## Task set
(1) Retype the passage of the review of The Eye between "FHM's second sexiest" and "much more terrifying.", inclusive.
(2) In the review of The Eye, what is Sydney's profession?
(3) Write a continuation of the review of The Eye that picks up after its last sentence.

## Document extract

Review
The Eye
Movie Review
Director | David Moreau, Xavier Palud | |
Starring | Jessica Alba, Alessandro Nivola, Parker Posey, Rade Serbedzija, Fernanda Romero | |
Release | 1 FEB (US) 24 APR (UK) Certificate 15 |
Ali
2nd May 2008
"I see dead people." Nine years after The Sixth Sense and people are still trying to pull the same old shit. As far as modern horror clichés go, it's up there with "It was all a dream!" and "She's been dead for ten years!" Nonetheless, the old corpse-spotting hook has worked to varying effects over the years; some good (uh... give me a minute) and plenty bad (Gothika, White Noise 2, The Messengers, repeat to fade). This remake of the Pang brothers' 2002 horror treads well-worn ground - in fact, plot points seem to have been directly lifted from the little-seen 1994 Madeleine Stowe thriller Blink - but The Eye does it confidently enough to earn itself a pass. Remember, casting directors - it always helps to have Jessica Alba in your movie.
FHM's second sexiest woman in the world (what?) plays Sydney, a blind concert violinist who undergoes surgery to replace her duff eyes with those of a dead donor. When the bandages come off, Sydney's sight is far from 20/20, and she starts seeing ghostly blurs in her peripheral vision. Coupled with deathly visions and the stinkiest cheese nightmares imaginable (you gotta have a dream sequence), Sydney becomes convinced she's suffering an experience known as 'Cellular Memory'; a phenomenon in which new owners of transplanted organs inherit characteristics of the donor. They say the eyes are the window to the soul, but in Sydney's case, they're a window to something much more terrifying.

## Raw data
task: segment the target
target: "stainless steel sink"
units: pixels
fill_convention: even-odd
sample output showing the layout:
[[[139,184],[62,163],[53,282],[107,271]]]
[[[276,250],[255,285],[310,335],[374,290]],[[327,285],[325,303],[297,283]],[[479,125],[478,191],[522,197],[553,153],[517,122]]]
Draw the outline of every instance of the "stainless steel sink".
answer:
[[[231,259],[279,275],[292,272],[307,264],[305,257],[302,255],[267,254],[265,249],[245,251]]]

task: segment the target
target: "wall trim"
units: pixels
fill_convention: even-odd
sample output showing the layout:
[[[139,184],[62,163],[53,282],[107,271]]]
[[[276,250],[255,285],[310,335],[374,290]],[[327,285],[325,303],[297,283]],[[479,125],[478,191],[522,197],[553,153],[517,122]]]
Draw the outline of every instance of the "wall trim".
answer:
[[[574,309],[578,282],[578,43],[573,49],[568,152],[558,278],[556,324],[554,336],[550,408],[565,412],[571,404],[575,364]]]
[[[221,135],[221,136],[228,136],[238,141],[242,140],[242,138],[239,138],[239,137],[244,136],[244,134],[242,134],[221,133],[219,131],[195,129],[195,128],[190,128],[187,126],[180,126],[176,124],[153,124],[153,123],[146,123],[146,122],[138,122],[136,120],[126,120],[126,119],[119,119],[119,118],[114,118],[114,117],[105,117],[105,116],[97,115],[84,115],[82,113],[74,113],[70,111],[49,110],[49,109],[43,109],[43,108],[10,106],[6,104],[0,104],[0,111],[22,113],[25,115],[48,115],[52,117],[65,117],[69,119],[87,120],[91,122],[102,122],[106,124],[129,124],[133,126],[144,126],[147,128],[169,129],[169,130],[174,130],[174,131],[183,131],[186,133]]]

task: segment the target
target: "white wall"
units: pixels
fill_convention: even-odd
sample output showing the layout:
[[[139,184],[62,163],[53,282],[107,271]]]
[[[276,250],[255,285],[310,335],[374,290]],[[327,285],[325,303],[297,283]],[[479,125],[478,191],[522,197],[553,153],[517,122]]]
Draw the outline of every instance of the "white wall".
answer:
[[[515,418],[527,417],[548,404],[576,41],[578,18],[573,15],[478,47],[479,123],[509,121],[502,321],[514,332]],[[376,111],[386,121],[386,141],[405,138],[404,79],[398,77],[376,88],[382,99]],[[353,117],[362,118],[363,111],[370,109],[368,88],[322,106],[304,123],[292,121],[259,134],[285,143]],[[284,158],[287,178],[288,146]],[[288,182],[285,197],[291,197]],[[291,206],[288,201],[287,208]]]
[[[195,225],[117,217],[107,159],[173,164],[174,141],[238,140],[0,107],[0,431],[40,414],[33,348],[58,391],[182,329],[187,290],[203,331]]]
...
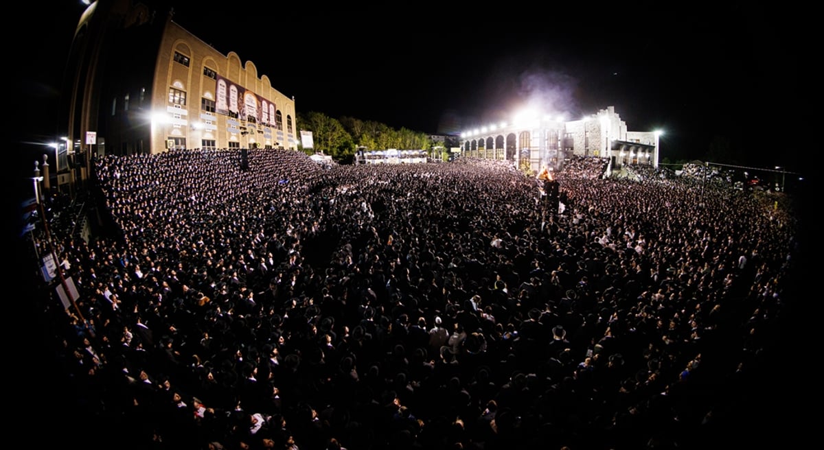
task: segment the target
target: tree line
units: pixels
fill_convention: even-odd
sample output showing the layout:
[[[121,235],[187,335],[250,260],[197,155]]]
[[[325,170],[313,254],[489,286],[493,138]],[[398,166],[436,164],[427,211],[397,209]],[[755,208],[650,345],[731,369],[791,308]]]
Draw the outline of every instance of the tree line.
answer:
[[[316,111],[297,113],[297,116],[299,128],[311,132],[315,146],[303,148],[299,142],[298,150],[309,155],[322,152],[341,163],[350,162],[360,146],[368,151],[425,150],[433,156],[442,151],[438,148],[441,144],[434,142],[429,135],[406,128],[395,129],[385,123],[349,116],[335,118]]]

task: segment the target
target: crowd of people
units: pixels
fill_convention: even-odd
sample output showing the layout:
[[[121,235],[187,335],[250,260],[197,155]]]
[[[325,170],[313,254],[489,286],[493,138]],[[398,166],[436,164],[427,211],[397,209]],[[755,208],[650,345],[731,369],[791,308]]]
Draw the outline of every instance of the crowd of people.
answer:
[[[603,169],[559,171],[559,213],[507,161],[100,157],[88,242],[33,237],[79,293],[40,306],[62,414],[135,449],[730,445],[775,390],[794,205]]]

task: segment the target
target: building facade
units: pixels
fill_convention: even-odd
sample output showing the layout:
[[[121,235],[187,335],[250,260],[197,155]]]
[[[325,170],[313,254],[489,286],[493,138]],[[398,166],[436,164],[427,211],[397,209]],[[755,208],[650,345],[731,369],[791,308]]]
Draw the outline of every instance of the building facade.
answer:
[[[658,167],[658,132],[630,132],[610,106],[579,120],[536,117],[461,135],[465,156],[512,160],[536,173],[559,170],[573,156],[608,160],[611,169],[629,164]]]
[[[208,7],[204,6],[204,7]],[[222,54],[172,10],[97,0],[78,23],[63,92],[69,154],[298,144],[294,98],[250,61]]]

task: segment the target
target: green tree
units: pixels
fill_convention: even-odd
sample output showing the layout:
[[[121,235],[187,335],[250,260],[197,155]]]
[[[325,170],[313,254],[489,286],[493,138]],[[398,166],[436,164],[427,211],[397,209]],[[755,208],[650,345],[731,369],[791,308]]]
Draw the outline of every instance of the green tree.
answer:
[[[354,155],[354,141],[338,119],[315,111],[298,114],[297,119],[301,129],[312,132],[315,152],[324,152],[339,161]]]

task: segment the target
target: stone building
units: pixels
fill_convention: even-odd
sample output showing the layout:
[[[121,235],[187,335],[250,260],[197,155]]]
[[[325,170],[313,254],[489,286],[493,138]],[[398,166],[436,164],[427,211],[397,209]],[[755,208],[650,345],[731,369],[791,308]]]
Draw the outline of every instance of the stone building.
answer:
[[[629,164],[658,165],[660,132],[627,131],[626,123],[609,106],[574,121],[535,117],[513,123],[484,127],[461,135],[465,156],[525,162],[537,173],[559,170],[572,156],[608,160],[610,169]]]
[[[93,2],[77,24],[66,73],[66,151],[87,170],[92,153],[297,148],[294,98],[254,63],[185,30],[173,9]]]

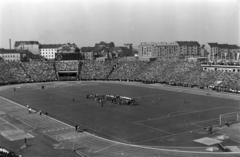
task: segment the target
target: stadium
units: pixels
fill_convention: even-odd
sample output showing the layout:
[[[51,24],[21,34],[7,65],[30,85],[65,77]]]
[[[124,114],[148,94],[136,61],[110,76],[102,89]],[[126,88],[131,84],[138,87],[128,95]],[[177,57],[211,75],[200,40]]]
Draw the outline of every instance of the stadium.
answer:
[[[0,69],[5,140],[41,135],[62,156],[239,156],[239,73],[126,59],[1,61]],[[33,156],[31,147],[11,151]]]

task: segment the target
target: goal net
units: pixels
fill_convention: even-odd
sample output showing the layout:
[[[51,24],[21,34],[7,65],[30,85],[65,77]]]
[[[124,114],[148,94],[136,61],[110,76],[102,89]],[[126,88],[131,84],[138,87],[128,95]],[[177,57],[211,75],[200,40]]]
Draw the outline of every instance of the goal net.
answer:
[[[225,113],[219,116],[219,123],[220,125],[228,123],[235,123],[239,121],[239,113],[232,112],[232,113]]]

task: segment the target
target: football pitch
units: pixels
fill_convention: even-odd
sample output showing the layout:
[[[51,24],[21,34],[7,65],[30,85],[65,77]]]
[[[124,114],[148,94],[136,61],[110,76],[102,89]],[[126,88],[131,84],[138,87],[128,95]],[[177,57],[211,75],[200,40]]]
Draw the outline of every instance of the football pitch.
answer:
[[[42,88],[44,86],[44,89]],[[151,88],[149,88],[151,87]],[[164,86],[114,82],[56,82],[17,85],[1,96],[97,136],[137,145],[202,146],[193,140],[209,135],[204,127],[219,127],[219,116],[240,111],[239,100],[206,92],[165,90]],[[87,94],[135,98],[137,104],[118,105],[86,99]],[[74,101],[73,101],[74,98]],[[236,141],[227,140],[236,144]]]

## Your responses
(1)
FHM's second sexiest woman in the world (what?) plays Sydney, a blind concert violinist who undergoes surgery to replace her duff eyes with those of a dead donor. When the bandages come off, Sydney's sight is far from 20/20, and she starts seeing ghostly blurs in her peripheral vision. Coupled with deathly visions and the stinkiest cheese nightmares imaginable (you gotta have a dream sequence), Sydney becomes convinced she's suffering an experience known as 'Cellular Memory'; a phenomenon in which new owners of transplanted organs inherit characteristics of the donor. They say the eyes are the window to the soul, but in Sydney's case, they're a window to something much more terrifying.

(2) She is a blind concert violinist.

(3)
Behind the camera are David Moreau and Xavier Palud, the Frenchmen who delivered one of the best thrillers in recent memory with home invasion horror Them. They're on familiar territory here - scares are delivered swiftly and sneakily - with the audience's vision often as blurred and obscured as the film's protagonist. It's a smart move; the numerous beasties on show are never seen fully, only in fleeting glimpses, meaning the CG needn't be scrutinised too closely - one faceless, floating apparition hovers eerily outside the field of vision. Occasionally the stirring score can feel a bit too much like it's leading you by the hand, and you'll often feel mugged by some of the cheaper scares - there are some real wham-bam, thank you-maam shocks - but for the most part, chills are delivered effectively and efficiently. Anyone who winces at ocular torture will be suitably grossed-out.
Alba, bless her, just doesn't have the range to truly own a role like this, but this is one of her better recent efforts (although that's something of a back-handed compliment). With weeping peepers and a bed-head hairdo only a blind woman could sport, she's clearly been ugged over by make-up but there's no disguising this is one of the most glamorous women on the planet. The requisite shower scene (through frosted glass - classy!) and a few gratuitous underwear shots are the price she pays for roles like this - Alba doesn't quite have the conviction to play haggard or haunted just yet. Tellingly, she trained to play the violin for six months prior to shooting, yet only a few brief scenes of her playing are shown - perhaps half as many as there are of her arse. Poor girl.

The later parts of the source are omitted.